Written task ->
Could you copy the material below line for line, leaving out the picture?

Data listing ->
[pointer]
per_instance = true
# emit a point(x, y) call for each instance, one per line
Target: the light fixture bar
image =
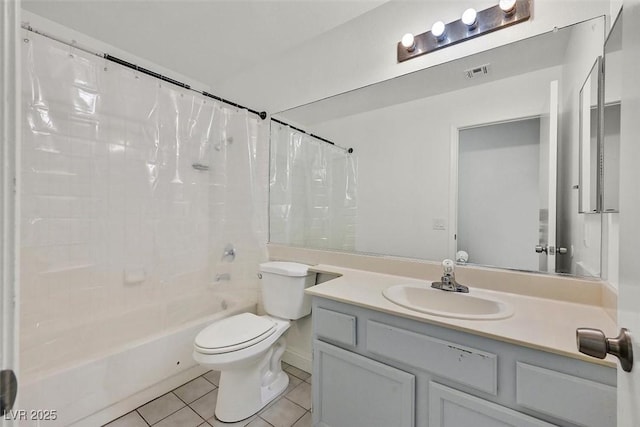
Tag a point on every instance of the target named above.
point(488, 20)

Expected output ->
[pointer]
per_instance = true
# emit a point(x, y) call for each instance, one per line
Target: the light fixture bar
image =
Tag a point on every instance of the target named above.
point(488, 20)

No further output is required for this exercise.